------ Trecho do documento ------
Confesso que sou fascinada pela máquina de propaganda que Putin montou, é uma das manifestações mais palpáveis do mal e, ainda assim, consegue se infiltrar em sociedades democráticas. Em 2020, fiz um artigo aqui na Gazeta do Povo detalhando o funcionamento dessa verdadeira máquina de guerra.

Quando se completa um ano da invasão da Ucrânia, o governo Putin busca formas de mostrar ao próprio povo que não está sozinho na guerra. O discurso dele misturou narrativas que, aqui no Brasil e em todos os países ocidentais, são ideologias de grupos políticos opostos.

O governo Lula fez um esforço monumental em pregar para seu cercadinho que nosso presidente lideraria uma resolução da ONU pelo final da guerra.

Ao defender a invasão da Ucrânia, o ditador russo fala em defesa dos valores tradicionais como a família e o cristianismo, passando por temas como homossexualidade e ideologia de gênero. No mesmo discurso, em defesa da mesma coisa, diz que está lutando contra o nazismo, num contexto em que pinta de nazista quem não é. Parece que juntamos os gritos mais altos da direita e da esquerda em um só caldeirão.

Como o Brasil entra nessa história? Com um olhar atento dos russos para as movimentações internacionais, algo essencial para que as operações de guerra de desinformação tenham sucesso. Nesse caso, teve. O governo Lula fez um esforço monumental em pregar para seu cercadinho que nosso presidente lideraria uma resolução da ONU pelo final da guerra. Obviamente ninguém do governo falou isso dessa forma, mas os influencers amigos e até jornalistas chapa-branca colocaram a coisa desse jeito.

Fica parecendo que o Brasil é conivente com toda a narrativa de “desnazificação”, mentirosa e grave.
------ Trechos dos dados ------
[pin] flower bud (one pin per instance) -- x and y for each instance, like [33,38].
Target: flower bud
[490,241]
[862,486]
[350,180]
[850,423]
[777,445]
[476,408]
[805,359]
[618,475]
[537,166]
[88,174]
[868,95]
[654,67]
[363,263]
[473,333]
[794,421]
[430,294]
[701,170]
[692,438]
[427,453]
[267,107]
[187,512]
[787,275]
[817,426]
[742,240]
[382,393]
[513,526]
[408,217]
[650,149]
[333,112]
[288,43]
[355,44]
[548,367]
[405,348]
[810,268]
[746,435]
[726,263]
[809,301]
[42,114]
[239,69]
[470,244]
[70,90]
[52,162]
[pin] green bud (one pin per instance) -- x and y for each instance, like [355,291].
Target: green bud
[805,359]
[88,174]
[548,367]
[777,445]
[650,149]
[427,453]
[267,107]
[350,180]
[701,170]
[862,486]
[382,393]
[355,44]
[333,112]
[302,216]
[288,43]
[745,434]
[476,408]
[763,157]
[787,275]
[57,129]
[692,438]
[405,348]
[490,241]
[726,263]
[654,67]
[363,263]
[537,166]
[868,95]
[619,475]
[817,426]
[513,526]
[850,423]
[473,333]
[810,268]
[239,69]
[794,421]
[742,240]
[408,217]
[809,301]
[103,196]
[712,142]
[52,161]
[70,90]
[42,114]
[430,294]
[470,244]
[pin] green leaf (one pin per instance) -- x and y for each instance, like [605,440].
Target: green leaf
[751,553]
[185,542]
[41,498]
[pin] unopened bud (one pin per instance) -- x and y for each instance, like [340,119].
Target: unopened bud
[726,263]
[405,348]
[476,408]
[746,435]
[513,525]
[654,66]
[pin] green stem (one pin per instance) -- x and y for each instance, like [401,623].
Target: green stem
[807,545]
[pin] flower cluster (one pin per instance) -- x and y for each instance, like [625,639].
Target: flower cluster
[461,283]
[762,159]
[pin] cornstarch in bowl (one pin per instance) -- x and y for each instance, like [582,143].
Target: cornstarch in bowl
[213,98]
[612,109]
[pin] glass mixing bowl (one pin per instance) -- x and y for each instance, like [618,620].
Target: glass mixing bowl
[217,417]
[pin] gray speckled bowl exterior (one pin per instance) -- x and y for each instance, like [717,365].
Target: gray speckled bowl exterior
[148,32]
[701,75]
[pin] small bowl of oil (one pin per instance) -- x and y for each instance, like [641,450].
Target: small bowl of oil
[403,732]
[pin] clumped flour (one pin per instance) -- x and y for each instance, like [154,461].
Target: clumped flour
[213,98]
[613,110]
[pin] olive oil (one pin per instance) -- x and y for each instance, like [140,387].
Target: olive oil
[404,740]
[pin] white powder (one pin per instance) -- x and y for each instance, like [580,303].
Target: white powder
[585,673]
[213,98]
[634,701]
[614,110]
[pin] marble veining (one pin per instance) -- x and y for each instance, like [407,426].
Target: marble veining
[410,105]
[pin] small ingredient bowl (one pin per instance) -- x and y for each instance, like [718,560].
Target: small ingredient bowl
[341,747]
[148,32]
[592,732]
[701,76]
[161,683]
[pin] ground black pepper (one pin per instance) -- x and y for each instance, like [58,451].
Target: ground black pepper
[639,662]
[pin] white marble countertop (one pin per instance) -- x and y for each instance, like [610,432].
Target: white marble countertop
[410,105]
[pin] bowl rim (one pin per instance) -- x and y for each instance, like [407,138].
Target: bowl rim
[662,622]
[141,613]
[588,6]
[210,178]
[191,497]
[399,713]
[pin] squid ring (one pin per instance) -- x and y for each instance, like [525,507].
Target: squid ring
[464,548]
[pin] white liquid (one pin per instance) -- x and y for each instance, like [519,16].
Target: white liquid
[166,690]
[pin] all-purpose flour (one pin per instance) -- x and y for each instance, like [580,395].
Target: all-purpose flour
------
→ **Instrução escrita A**:
Responda a estas perguntas com base no texto sobre a propaganda de Putin:
(i) Em que ano foi publicado na Gazeta do Povo o artigo que detalhava o funcionamento dessa máquina de propaganda?
(ii) Que valores tradicionais o ditador russo diz defender ao justificar a invasão da Ucrânia?
(iii) Quem, segundo o texto, apresentou a ideia de que o presidente brasileiro lideraria uma resolução da ONU pelo fim da guerra?
→ **Instrução escrita B**: Por que, no texto sobre a propaganda de Putin, se diz que parecem ter sido juntados "os gritos mais altos da direita e da esquerda em um só caldeirão"? Responda em até três frases.
→ **Instrução escrita C**: Retome o texto sobre a propaganda de Putin a partir da última frase apresentada.

→ **Resposta esperada A**:
(i) Em 2020.
(ii) A família e o cristianismo.
(iii) Os influencers amigos e até jornalistas chapa-branca.

→ **Resposta esperada B**: No mesmo discurso em defesa da invasão da Ucrânia, Putin fala em proteger valores tradicionais como a família e o cristianismo, tocando em temas como homossexualidade e ideologia de gênero, e também diz lutar contra o nazismo. Essas narrativas correspondem, no Brasil e nos países ocidentais, a ideologias de grupos políticos opostos.

→ **Resposta esperada C**:
Na realidade era a sexta resolução da ONU pelo fim da guerra. Ela não foi apresentada pelo Brasil, mas patrocinada por 60 países e capitaneada pela União Europeia. O Brasil conseguiu inserir um trecho do texto, como todos os outros países que participam da resolução podem conseguir. O trecho brasileiro é um tanto problemático porque fala em “fim das hostilidades” no conflito entre Rússia e Ucrânia. O parágrafo central fala em fim da invasão russa. Equiparar as duas coisas é bem problemático e, ideologicamente, não parece ser algo de esquerda.

A esquerda brasileira vive dizendo para não se confundir a reação do oprimido com a violência do agressor. Também adora dizer que paz não é ausência de conflito, é presença de justiça. Ao dizer que “quando um não quer, dois não brigam”, Lula contraria princípios caros à esquerda. Mas o Rei Sol pode tudo, danem-se os princípios.

Nosso país tem uma política de neutralidade diplomática, jamais condenou seu parceiro e “seus satélites”, como dá a entender a autoridade russa.

Voltemos ao nosso papel na pacificação, que na prática é inócuo, mas serve para capitalizar politicamente aqui no Brasil. Ele acontece bem quando existe um interesse da Rússia de mostrar que nem todo mundo acha errada a invasão da Ucrânia.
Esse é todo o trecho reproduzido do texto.